### Task brief
Output exactly the lines from the one holding "Could you point out the window in" through the final line of the entries.

Referring expression pointing data
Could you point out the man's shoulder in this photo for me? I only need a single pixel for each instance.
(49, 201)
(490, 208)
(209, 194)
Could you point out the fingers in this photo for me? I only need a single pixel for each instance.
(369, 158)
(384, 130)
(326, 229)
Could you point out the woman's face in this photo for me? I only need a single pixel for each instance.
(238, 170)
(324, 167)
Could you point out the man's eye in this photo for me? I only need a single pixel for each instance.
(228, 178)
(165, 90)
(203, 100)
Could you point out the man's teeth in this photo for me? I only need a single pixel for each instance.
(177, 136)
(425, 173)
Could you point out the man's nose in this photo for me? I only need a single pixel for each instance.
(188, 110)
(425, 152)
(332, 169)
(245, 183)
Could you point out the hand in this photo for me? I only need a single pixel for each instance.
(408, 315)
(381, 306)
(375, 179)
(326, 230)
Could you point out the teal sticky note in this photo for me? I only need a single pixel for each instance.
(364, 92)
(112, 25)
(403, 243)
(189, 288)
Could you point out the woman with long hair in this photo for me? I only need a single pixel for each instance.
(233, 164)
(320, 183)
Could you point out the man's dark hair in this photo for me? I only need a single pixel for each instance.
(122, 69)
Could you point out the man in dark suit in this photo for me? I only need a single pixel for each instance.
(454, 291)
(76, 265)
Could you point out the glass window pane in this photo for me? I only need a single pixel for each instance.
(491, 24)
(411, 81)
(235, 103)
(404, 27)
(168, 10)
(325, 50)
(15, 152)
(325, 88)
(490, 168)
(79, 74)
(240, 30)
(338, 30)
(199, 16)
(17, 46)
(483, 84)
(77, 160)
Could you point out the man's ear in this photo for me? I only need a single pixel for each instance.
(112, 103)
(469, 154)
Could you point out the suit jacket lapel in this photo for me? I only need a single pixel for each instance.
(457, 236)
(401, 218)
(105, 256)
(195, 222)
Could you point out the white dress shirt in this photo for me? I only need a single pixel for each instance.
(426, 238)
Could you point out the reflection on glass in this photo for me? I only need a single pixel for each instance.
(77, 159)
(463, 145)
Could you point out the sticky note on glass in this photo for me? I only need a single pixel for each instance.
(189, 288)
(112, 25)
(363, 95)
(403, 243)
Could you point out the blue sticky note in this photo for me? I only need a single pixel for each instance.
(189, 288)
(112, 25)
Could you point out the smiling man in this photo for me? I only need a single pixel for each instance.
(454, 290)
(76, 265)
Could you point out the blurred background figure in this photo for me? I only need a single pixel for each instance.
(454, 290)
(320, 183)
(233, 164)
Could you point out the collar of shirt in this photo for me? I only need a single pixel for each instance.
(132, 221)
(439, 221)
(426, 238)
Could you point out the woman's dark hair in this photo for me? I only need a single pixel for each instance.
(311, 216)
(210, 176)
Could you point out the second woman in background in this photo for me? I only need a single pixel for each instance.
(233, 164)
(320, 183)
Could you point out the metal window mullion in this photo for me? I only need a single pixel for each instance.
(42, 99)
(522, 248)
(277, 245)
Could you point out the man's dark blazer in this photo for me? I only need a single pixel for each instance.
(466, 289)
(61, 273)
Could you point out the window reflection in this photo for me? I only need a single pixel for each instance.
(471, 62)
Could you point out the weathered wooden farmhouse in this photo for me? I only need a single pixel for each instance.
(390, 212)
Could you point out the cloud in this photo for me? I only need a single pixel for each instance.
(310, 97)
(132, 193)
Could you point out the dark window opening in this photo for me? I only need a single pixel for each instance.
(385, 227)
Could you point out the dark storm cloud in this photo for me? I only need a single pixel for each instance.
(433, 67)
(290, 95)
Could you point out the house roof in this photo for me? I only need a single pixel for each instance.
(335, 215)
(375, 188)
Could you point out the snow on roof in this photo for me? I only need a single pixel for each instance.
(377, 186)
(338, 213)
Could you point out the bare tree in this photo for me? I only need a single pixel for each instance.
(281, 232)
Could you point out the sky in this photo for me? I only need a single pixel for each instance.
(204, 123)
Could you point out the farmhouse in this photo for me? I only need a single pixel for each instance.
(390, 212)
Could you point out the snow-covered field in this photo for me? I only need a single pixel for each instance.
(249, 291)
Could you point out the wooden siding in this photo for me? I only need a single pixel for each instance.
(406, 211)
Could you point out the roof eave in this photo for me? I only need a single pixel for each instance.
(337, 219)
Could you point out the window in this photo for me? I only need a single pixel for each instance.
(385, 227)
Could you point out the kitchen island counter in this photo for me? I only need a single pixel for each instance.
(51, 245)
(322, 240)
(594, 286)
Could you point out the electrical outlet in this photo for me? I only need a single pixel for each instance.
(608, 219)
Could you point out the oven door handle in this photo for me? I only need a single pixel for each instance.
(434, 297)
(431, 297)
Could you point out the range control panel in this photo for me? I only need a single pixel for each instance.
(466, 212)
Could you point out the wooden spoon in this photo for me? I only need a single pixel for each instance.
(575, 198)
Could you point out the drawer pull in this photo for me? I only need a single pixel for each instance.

### Task answer
Could you point out the window in this photo for me? I only need a single pixel for each instance.
(385, 227)
Could you point out the kitchen island counter in this photo for me? I only need a single pixel for each instance.
(51, 245)
(322, 240)
(594, 286)
Could you point out the electrical outlet in this photo for me? I only need a single pixel for each instance.
(608, 219)
Could you point out the oven door handle in this photo for me? I only need a single pixel for each instance.
(434, 297)
(431, 297)
Could you point out the range control panel in this photo for me? I only need a single pixel for each instance.
(466, 212)
Could you point out the wooden spoon in this photo for me? I only need a single pixel for each instance.
(575, 198)
Could you point out the drawer pull in this photo for me? I only need a single pixel for each instance.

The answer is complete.